- **Provided text**:
---------------

8. The State now seeks the costs which have been thrown
away on these various occasions. That application is opposed by Mr Clark
who
says, amongst other things, that he has been threatened by police, pursued by
police and otherwise harassed and that, in due
course, he will make his claim
for damages good, by reference to his own evidence in the
proceedings.
9. I am not concerned obviously with the outcome of
the case. I have no idea whether or not the plaintiff will make good his claim.
However, what is clear at this stage is that, although the matter was fixed to
be heard commencing 11 October, the hearing has been
frustrated and the further
progress of the matter obstructed by the fact of the destruction of the
tape.”
45 His Honour directed that the Defendant’s costs
be assessed and payable by the Plaintiff forthwith pursuant to Part 52A r
9(3)
SCR.
46 On 14 December 2004, the Defendant filed the Notice of Motion
to which this judgment relates.
47 On 17 December 2004, Wood CJ at CL
issued a certificate for the purposes of Part 66A r 4(3) SCR which led to the
Plaintiff receiving
pro bono legal assistance for the purpose of this
application.

---------------

- **To be done**:
[1] Decide whether each statement agrees with the judgment excerpt: (a) the matter was fixed to be heard beginning 11 October; (b) the judge says the plaintiff will make good his claim; (c) the Defendant filed the Notice of Motion on 17 December 2004. Give yes or no for each with the deciding words quoted.
[2] Using the judgment excerpt, explain in one to three sentences what frustrated the hearing and obstructed further progress of the matter.
[3] From the judgment excerpt, reproduce the stretch from "9. I am not" through "this judgment relates.".

- **Supplied data**:
---------------

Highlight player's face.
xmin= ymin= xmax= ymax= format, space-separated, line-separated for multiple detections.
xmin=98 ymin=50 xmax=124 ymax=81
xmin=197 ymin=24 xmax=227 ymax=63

---------------

- **Task responses**:
[1]
(a) Yes: "although the matter was fixed to be heard commencing 11 October"
(b) No: "I have no idea whether or not the plaintiff will make good his claim."
(c) No: "On 14 December 2004, the Defendant filed the Notice of Motion"

[2] The hearing, fixed to begin on 11 October, was frustrated by the destruction of the tape. That same destruction obstructed the further progress of the matter.

[3]
9. I am not concerned obviously with the outcome of
the case. I have no idea whether or not the plaintiff will make good his claim.
However, what is clear at this stage is that, although the matter was fixed to
be heard commencing 11 October, the hearing has been
frustrated and the further
progress of the matter obstructed by the fact of the destruction of the
tape.”
45 His Honour directed that the Defendant’s costs
be assessed and payable by the Plaintiff forthwith pursuant to Part 52A r
9(3)
SCR.
46 On 14 December 2004, the Defendant filed the Notice of Motion
to which this judgment relates.